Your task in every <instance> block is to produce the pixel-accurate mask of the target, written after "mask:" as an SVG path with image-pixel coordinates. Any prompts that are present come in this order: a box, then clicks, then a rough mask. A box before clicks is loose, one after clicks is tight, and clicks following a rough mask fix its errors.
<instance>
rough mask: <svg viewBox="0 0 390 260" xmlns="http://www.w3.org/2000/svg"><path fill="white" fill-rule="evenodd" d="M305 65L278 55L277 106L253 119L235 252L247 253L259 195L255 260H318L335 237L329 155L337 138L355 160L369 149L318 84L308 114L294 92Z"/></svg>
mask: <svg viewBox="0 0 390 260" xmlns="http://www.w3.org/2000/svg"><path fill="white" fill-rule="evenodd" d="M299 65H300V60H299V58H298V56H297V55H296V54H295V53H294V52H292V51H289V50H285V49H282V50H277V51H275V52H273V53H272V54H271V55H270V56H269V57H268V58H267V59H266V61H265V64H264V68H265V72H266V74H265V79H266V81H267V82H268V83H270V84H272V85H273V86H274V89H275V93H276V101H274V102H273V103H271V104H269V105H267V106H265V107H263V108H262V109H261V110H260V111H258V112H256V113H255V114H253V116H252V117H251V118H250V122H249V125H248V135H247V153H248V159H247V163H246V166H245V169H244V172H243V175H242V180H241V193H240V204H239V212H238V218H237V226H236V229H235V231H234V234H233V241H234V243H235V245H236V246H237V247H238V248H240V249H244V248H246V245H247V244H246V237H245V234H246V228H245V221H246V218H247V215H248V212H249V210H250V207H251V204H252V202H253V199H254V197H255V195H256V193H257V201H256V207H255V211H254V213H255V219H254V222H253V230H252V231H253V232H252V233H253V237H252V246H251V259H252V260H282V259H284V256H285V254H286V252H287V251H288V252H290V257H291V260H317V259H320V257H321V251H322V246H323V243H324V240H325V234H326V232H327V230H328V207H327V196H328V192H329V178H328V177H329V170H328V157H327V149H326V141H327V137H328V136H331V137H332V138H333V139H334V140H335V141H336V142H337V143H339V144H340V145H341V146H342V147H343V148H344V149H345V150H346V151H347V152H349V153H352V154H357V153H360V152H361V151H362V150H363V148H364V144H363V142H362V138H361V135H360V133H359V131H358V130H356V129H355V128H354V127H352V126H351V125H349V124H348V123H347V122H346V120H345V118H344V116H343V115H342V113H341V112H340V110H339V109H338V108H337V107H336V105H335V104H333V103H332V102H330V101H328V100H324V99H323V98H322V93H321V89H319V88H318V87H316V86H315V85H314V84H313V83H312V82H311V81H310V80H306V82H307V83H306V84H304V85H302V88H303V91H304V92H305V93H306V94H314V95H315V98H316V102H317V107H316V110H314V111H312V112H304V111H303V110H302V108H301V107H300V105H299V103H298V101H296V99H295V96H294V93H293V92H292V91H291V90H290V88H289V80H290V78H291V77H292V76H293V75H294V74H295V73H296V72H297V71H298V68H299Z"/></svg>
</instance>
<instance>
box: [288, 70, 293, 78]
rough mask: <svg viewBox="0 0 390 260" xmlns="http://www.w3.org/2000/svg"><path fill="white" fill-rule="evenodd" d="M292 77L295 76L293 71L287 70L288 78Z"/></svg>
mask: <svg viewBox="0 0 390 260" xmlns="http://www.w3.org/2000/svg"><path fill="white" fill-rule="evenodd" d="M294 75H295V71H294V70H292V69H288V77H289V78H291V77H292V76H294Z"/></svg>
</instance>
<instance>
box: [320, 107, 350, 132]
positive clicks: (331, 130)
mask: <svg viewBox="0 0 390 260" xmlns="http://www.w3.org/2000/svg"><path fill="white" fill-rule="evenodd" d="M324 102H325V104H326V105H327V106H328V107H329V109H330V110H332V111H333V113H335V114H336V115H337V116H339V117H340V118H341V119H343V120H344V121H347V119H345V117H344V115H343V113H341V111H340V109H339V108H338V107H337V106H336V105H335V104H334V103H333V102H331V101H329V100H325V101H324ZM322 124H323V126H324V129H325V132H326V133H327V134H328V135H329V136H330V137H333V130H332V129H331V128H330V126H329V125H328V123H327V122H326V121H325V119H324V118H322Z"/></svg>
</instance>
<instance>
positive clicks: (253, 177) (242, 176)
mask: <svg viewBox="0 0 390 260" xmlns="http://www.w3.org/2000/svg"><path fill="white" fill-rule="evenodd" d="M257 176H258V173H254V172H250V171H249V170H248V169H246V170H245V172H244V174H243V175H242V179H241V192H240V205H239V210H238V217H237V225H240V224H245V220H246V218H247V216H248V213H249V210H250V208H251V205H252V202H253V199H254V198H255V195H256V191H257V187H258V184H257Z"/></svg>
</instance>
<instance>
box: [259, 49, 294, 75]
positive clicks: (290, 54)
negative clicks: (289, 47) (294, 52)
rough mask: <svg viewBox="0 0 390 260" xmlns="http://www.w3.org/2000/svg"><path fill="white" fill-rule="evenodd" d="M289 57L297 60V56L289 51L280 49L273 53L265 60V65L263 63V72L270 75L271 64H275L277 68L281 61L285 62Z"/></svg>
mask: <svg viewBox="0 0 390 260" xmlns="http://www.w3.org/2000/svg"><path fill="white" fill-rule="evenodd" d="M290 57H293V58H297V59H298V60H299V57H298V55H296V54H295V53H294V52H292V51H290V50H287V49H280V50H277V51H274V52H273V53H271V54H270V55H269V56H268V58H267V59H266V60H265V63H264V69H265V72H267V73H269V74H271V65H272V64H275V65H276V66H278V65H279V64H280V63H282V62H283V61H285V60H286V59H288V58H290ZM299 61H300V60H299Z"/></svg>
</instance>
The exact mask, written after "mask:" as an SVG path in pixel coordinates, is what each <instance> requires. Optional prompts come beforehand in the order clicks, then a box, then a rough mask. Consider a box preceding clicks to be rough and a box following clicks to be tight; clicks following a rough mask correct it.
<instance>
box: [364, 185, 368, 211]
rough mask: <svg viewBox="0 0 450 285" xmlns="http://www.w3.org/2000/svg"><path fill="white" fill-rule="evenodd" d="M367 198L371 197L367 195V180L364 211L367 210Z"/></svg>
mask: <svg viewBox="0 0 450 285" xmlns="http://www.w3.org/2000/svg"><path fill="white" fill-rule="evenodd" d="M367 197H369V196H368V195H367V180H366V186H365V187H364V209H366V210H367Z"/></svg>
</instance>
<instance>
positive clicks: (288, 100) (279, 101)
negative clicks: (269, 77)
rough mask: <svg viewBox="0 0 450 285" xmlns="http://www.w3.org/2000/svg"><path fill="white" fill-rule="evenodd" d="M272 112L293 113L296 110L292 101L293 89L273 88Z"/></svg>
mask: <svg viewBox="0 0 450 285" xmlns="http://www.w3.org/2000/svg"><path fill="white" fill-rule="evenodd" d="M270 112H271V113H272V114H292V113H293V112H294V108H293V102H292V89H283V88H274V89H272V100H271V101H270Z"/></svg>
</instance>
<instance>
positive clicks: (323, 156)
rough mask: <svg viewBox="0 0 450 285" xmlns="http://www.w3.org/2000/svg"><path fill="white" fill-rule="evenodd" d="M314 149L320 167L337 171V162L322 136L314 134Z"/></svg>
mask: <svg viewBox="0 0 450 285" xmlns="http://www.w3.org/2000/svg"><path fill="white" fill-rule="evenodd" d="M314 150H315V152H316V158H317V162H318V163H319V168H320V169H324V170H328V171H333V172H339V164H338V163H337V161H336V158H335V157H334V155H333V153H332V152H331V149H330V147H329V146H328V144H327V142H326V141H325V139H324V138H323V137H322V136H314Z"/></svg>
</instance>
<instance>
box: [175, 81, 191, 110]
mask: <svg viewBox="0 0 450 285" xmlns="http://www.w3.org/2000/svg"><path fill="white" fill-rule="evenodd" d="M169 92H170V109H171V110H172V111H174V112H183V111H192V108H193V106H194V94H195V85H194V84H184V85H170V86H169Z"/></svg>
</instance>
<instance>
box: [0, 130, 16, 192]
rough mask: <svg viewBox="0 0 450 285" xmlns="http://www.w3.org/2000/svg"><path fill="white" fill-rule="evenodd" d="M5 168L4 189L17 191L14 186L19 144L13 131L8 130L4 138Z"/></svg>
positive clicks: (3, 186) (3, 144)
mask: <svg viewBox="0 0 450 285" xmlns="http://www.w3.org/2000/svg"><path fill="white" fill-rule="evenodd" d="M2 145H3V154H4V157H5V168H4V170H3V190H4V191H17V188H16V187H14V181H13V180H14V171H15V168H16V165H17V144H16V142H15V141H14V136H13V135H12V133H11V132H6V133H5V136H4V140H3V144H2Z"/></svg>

________________

◆ TASK TO COMPLETE:
Rewrite the listing from its start through the line containing "65L278 55L277 106L253", replacing "pixel-accurate" with "pixel-exact" and changing nothing else. Give only those lines.

◆ OUTPUT FOR THIS EXERCISE:
Your task in every <instance> block is to produce the pixel-exact mask of the target, written after "mask:" as an SVG path with image-pixel coordinates. Any prompts that are present come in this order: a box, then clicks, then a rough mask. A box before clicks is loose, one after clicks is tight, and clicks following a rough mask fix its errors.
<instance>
rough mask: <svg viewBox="0 0 390 260" xmlns="http://www.w3.org/2000/svg"><path fill="white" fill-rule="evenodd" d="M305 65L278 55L277 106L253 119L235 252L247 253L259 195L255 260H318L335 237L329 155L337 138L355 160L369 149L318 84L308 114L294 92Z"/></svg>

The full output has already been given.